▶ Work to do:
Could you set out every line of the data below as a numbered list, skipping any blank lines and leaving the pictures out?
[start Stored data]
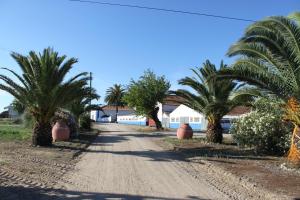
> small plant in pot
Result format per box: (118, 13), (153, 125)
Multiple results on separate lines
(52, 120), (70, 142)
(177, 123), (193, 140)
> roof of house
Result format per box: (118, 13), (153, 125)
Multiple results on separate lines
(101, 105), (133, 111)
(163, 95), (183, 106)
(227, 106), (251, 116)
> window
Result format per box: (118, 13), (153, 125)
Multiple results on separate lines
(194, 117), (200, 122)
(190, 117), (194, 122)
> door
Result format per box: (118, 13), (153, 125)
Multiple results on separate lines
(180, 117), (190, 125)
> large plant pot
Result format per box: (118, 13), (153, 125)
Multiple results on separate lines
(52, 121), (70, 142)
(177, 124), (193, 140)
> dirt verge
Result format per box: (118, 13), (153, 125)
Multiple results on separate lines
(155, 135), (300, 199)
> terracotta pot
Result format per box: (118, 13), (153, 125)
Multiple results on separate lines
(177, 124), (193, 140)
(52, 121), (70, 142)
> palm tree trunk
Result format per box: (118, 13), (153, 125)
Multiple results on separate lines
(150, 107), (163, 130)
(116, 105), (119, 123)
(32, 122), (52, 146)
(285, 97), (300, 166)
(288, 125), (300, 166)
(206, 120), (223, 144)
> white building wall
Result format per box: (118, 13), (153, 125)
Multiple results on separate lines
(170, 104), (207, 130)
(118, 115), (147, 126)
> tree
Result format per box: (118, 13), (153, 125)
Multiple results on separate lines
(66, 87), (100, 124)
(11, 99), (25, 114)
(219, 13), (300, 163)
(105, 84), (125, 122)
(124, 69), (171, 129)
(0, 48), (89, 146)
(172, 60), (253, 143)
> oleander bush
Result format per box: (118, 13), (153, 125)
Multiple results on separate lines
(230, 99), (292, 155)
(79, 114), (92, 130)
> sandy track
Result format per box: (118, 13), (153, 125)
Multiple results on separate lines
(65, 125), (227, 199)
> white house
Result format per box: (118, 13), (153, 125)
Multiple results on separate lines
(169, 104), (250, 131)
(169, 104), (207, 130)
(91, 96), (180, 128)
(118, 114), (148, 126)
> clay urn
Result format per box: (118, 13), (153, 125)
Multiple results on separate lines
(52, 121), (70, 142)
(177, 124), (193, 140)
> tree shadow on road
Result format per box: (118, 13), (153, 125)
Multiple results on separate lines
(0, 186), (211, 200)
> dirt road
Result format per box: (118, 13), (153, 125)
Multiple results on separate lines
(65, 125), (227, 199)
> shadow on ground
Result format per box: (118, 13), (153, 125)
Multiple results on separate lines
(0, 186), (211, 200)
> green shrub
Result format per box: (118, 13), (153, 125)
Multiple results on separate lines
(0, 125), (31, 141)
(52, 110), (78, 138)
(80, 114), (91, 130)
(230, 99), (292, 155)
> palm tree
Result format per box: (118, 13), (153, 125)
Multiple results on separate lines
[end Stored data]
▶ Full response:
1. > small plant in pot
2. Result format per box: (118, 13), (153, 125)
3. Multiple results on separate lines
4. (52, 120), (70, 142)
5. (177, 123), (193, 140)
6. > roof of house
7. Result format per box: (118, 13), (153, 125)
8. Multiple results on separate lines
9. (101, 105), (133, 111)
10. (163, 95), (183, 106)
11. (227, 106), (251, 116)
12. > window
13. Result format per box: (118, 13), (153, 125)
14. Multiple results on separate lines
15. (194, 117), (200, 122)
16. (190, 117), (194, 122)
17. > door
18. Result format per box: (118, 13), (153, 125)
19. Multiple results on separate lines
20. (180, 117), (190, 125)
21. > large plant pot
22. Result format per box: (118, 13), (153, 125)
23. Multiple results on separate lines
24. (52, 121), (70, 142)
25. (177, 124), (193, 140)
26. > dirt verge
27. Result format per box: (118, 13), (153, 125)
28. Multiple results on separate lines
29. (155, 135), (300, 199)
30. > terracotta pot
31. Result format per box: (118, 13), (153, 125)
32. Multiple results on separate lines
33. (177, 124), (193, 140)
34. (52, 121), (70, 142)
35. > palm tree trunk
36. Result format per box: (118, 13), (153, 125)
37. Multiple results on separate lines
38. (150, 107), (163, 130)
39. (116, 105), (119, 123)
40. (32, 122), (52, 146)
41. (285, 97), (300, 166)
42. (288, 125), (300, 166)
43. (206, 120), (223, 144)
44. > white building wall
45. Result format per box: (118, 13), (153, 125)
46. Multiple results on separate lines
47. (170, 104), (207, 130)
48. (118, 115), (147, 126)
49. > tree
50. Result format per box: (118, 13), (153, 125)
51. Multiple results on separate lines
52. (66, 87), (100, 124)
53. (11, 99), (25, 114)
54. (219, 13), (300, 163)
55. (105, 84), (125, 122)
56. (124, 69), (171, 129)
57. (0, 48), (89, 146)
58. (172, 60), (253, 143)
59. > oleander bush
60. Result format per box: (118, 13), (153, 125)
61. Multiple results on separate lines
62. (230, 99), (292, 155)
63. (79, 114), (92, 130)
64. > sandy track
65. Result format per box: (118, 13), (153, 125)
66. Multiple results on separate lines
67. (65, 125), (227, 199)
68. > white house
69. Result format per box: (118, 13), (153, 125)
70. Multiple results on separate lines
71. (169, 104), (250, 131)
72. (169, 104), (207, 130)
73. (91, 96), (180, 128)
74. (118, 114), (148, 126)
75. > clay urn
76. Result format per box: (118, 13), (153, 125)
77. Multiple results on separate lines
78. (52, 121), (70, 142)
79. (177, 124), (193, 140)
80. > tree shadow on road
81. Result format per box: (118, 13), (153, 125)
82. Multiple results on separate lines
83. (0, 186), (211, 200)
84. > dirt road
85. Result format per box: (118, 13), (153, 125)
86. Multiple results on separate lines
87. (65, 125), (227, 199)
88. > shadow on ground
89. Result format per box: (118, 13), (153, 125)
90. Multiple results on separate lines
91. (0, 186), (211, 200)
92. > green shrub
93. Result format per box: (118, 13), (153, 125)
94. Multiple results on separate lines
95. (0, 125), (31, 141)
96. (52, 110), (78, 138)
97. (80, 114), (91, 130)
98. (230, 99), (292, 155)
99. > palm tree
100. Result format per box: (118, 13), (153, 125)
101. Multiple results on separate lines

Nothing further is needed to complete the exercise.